Passage shown:
"Finagrain" Compagnie Commerciale Agricole et Financiere, S. A. v. Miller Compressing Co.

349 F. Supp. 288 | E.D. Wis. | 1972

MEMORANDUM DECISION AND ORDER

REYNOLDS, District Judge.

This case arises out of a loading accident that damaged a winch on the oceangoing vessel Santiago which was owned by plaintiff. Plaintiff is a Swiss corporation; defendants are three Wisconsin corporations and one Wisconsin citizen. Defendant Miller Compressing Company (hereinafter “Miller”) was the general contractor engaged to load the ship. For this operation Miller leased a crane from defendant Best Cranes, Inc., according to a written agreement which provided, among other things, that Best Cranes supply both machine and operator. Defendant Tom Wegener was that operator. Vince L. Schneider Enterprises, Inc., which owned and operated Best Cranes, its subsidiary, was named defendant but was later dismissed from the suit by stipulation of all the parties. The remaining parties have agreed to fix the damages at $4,500 and to dismiss plaintiff’s claim. The cross-claims of defendants Miller, Best Cranes, and Tom Wegener are still before this court. The parties have agreed to submit to the court the question of ultimate responsibility for payment of the agreed damages. They have stipulated to the record before the court and have submitted briefs on the question of liability.

[Location annotation dataset excerpts]
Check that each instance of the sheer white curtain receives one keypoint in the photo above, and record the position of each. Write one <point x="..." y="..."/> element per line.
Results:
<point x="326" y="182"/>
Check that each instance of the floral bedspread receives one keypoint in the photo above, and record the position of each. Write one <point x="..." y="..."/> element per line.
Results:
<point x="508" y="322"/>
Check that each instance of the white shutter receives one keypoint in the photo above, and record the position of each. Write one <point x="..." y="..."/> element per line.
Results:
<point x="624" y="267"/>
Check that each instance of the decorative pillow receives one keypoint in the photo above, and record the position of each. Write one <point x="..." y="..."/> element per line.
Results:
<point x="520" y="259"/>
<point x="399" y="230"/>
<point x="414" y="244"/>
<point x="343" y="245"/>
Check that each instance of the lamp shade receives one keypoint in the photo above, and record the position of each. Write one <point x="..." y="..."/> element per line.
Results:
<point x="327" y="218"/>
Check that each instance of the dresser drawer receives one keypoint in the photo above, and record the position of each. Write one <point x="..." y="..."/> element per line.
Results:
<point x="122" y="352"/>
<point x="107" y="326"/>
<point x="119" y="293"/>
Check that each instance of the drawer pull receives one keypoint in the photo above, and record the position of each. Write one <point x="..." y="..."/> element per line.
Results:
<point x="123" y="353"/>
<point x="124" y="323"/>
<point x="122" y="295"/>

Requests:
• 1. Check each statement against the winch damage decision and answer yes or no, quoting the words of the decision that settle it: (a) The plaintiff is a Swiss corporation. (b) Miller owned the crane used to load the ship. (c) The parties agreed to fix the damages at $5,400.
• 2. Pick up the winch damage decision after its final sentence and carry it on in the same voice.

Results for each task:
• 1.
(a) Yes: "Plaintiff is a Swiss corporation"
(b) No: "Miller leased a crane from defendant Best Cranes, Inc."
(c) No: "The remaining parties have agreed to fix the damages at $4,500"

• 2.
These claims raise two questions: first, for purposes of liability to plaintiff, was Tom Wegener a borrowed or special employee of Miller for this job, or did he remain in the employ of Best Cranes? Further, if by operation of law Tom Wegener became a special employee of Miller, was Best Cranes in choosing him as the operator to send to Miller so unwise as to be negligent? The second question concerns the legal effect of the indemnification clause included in the written rental agreement between Best Cranes and Miller. Applying Wisconsin law, I resolve both questions against Miller but find that these determinations do not dispose of the case. The record before me raises an issue of fact which must await determination by the trier of fact. That issue concerns whether or not Best Cranes was negligent in its choice of an operator for this job.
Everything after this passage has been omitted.